**DATA EXCERPTS:**
<<<<

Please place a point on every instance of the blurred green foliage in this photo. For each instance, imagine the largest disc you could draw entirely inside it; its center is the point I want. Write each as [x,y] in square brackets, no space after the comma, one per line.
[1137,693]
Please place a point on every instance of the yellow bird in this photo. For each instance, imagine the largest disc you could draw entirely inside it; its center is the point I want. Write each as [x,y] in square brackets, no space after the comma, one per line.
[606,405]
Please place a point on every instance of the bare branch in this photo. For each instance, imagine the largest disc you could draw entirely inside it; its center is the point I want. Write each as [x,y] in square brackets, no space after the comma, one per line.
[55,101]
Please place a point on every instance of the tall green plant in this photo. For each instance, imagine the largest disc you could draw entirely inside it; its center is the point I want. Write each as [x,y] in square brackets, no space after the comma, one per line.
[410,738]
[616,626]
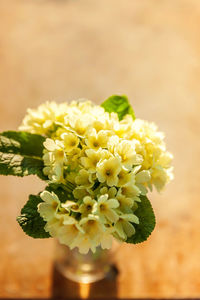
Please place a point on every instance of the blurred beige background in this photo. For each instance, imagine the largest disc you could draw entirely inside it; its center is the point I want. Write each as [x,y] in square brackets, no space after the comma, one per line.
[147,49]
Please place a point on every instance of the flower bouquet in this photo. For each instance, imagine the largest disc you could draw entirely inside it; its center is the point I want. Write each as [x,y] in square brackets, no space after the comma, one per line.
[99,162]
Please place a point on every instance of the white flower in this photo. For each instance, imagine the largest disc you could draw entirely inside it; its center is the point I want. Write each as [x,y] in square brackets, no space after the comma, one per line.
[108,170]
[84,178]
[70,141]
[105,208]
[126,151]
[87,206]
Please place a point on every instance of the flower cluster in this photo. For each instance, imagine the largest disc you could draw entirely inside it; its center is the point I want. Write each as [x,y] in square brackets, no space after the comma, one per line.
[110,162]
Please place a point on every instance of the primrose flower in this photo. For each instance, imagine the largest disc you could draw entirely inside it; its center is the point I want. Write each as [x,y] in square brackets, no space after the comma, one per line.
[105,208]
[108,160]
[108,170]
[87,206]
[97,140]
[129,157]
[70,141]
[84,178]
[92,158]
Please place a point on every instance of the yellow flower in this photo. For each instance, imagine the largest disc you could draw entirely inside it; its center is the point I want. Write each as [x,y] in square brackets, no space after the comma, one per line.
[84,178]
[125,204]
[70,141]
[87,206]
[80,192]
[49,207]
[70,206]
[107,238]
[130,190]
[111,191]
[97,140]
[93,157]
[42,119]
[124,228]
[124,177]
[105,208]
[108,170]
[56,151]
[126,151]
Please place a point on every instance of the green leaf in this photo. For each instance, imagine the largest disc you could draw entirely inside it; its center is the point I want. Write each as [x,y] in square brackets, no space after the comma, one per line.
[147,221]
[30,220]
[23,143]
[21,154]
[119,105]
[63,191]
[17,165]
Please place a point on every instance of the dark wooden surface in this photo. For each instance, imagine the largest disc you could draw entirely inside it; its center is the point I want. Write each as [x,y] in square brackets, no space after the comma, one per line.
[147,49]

>>>>
<<<<

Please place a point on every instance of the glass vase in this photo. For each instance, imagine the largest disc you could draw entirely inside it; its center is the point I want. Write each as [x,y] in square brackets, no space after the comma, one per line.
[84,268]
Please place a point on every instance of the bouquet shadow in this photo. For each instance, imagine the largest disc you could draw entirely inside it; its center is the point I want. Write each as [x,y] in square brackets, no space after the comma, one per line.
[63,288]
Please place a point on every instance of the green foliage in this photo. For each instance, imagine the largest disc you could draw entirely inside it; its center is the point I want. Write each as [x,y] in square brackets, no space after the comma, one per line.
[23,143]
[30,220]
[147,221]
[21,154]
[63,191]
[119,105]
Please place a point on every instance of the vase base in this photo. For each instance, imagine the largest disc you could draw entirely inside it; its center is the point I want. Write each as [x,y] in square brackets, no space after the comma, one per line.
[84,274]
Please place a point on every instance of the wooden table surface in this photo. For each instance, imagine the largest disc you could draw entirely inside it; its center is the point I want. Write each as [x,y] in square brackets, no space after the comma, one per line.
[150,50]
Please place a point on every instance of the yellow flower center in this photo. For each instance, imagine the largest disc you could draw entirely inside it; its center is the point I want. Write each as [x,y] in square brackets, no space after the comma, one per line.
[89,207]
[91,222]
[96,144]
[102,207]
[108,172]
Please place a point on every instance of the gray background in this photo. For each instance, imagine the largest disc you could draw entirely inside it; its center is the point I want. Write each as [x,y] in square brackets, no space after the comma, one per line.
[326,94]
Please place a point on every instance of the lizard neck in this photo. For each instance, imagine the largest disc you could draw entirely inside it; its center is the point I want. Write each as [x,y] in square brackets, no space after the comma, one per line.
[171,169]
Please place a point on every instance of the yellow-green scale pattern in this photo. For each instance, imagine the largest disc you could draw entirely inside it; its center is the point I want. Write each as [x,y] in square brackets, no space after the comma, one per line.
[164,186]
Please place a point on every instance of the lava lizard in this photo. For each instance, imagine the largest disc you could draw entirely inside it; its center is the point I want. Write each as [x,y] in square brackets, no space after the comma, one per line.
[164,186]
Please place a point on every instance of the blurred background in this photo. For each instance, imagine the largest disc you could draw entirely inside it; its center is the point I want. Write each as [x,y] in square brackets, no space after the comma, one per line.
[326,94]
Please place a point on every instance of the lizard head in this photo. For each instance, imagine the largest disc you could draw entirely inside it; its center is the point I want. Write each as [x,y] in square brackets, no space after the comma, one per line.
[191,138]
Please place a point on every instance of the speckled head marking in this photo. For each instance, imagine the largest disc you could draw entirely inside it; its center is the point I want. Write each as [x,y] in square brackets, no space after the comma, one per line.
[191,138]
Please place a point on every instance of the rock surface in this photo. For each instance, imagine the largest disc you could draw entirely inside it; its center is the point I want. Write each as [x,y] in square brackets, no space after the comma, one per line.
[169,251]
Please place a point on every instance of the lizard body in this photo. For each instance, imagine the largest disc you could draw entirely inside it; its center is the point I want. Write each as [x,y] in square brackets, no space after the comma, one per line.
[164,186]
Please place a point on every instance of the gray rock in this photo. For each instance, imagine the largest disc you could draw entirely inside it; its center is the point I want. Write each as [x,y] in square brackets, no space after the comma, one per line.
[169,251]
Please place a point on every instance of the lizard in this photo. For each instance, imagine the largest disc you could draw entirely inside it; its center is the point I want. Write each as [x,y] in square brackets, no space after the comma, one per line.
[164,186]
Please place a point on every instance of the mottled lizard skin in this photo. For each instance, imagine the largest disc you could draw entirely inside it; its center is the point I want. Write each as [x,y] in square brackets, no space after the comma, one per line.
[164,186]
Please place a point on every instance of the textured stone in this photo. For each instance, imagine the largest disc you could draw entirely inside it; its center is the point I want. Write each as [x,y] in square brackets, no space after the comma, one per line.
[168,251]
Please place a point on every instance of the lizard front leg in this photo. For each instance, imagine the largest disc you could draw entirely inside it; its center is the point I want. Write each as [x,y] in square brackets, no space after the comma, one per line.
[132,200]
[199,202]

>>>>
<<<<

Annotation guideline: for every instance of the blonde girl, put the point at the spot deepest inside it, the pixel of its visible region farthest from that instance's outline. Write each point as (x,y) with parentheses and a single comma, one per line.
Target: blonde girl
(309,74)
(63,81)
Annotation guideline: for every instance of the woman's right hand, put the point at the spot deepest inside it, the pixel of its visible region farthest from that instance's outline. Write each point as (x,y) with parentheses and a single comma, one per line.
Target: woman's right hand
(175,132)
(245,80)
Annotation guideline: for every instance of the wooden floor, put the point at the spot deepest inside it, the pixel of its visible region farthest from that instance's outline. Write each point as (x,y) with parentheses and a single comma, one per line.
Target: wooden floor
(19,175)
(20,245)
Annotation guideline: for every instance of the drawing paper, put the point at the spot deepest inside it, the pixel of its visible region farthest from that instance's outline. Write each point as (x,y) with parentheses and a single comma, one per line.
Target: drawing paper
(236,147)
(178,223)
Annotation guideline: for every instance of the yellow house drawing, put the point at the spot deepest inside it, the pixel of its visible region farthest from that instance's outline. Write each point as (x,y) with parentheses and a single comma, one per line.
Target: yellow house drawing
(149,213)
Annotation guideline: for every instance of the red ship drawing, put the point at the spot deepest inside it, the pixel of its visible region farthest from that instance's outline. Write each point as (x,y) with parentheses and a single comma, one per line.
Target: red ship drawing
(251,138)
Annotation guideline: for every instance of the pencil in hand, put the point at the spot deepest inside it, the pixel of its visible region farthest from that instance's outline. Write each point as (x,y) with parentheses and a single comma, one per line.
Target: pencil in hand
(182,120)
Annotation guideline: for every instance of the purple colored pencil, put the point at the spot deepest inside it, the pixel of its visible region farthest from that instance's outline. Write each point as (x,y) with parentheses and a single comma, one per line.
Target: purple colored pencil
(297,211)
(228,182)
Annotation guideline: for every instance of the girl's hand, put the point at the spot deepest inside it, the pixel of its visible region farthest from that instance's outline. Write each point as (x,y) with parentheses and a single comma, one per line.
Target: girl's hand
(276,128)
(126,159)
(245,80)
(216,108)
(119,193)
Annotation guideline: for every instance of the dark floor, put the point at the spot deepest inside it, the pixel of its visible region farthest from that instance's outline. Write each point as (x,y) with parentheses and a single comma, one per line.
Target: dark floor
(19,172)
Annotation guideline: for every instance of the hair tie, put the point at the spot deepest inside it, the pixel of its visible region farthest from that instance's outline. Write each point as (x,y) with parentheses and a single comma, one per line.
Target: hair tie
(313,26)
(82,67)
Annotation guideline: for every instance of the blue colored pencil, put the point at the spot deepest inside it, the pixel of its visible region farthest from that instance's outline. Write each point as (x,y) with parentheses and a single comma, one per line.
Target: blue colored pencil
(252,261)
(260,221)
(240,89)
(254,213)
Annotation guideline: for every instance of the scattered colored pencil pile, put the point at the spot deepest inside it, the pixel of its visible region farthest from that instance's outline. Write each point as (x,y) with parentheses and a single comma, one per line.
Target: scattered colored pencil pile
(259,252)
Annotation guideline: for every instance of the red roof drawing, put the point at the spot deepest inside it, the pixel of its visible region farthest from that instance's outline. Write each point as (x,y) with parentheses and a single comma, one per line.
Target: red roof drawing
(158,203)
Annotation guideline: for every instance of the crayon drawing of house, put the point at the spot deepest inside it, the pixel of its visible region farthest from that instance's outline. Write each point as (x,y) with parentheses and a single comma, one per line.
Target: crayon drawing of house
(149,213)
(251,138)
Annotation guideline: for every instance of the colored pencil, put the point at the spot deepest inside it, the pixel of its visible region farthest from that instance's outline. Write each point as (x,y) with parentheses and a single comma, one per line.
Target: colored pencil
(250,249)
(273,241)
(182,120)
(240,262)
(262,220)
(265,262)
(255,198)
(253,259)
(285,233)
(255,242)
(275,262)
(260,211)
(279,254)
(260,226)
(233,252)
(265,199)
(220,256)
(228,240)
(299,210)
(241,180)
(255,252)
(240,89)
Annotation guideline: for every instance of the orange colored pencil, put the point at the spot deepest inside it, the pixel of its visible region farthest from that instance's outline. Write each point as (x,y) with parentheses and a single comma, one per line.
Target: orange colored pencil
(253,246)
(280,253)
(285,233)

>>>>

**YOUR INSTRUCTIONS:**
Which lines in the rows above contain the string "hair"? Pick out each one and copy it in full.

**ANSWER FOR THIS EXERCISE:**
Annotation guideline: for every instance of the hair tie, put the point at the spot deepest inside it, the pixel of its visible region farthest from that instance's outline. Write each point as (x,y) with parentheses and a single comma, one per line.
Target: hair tie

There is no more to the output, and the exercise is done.